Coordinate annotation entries
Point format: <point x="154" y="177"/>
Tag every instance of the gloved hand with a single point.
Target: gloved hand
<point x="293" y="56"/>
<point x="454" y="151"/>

__Task requirements__. Lay out the records above as a two-column CSV with the headers "text" and "answer", one row per record. Put each value in a single quoted field, with its line breaks replaced by spaces.

__Task solution__.
text,answer
"Point format: <point x=""154"" y=""177""/> Tag every instance of the gloved hand with a single point. Target: gloved hand","<point x=""293"" y=""56""/> <point x=""454"" y=""151""/>"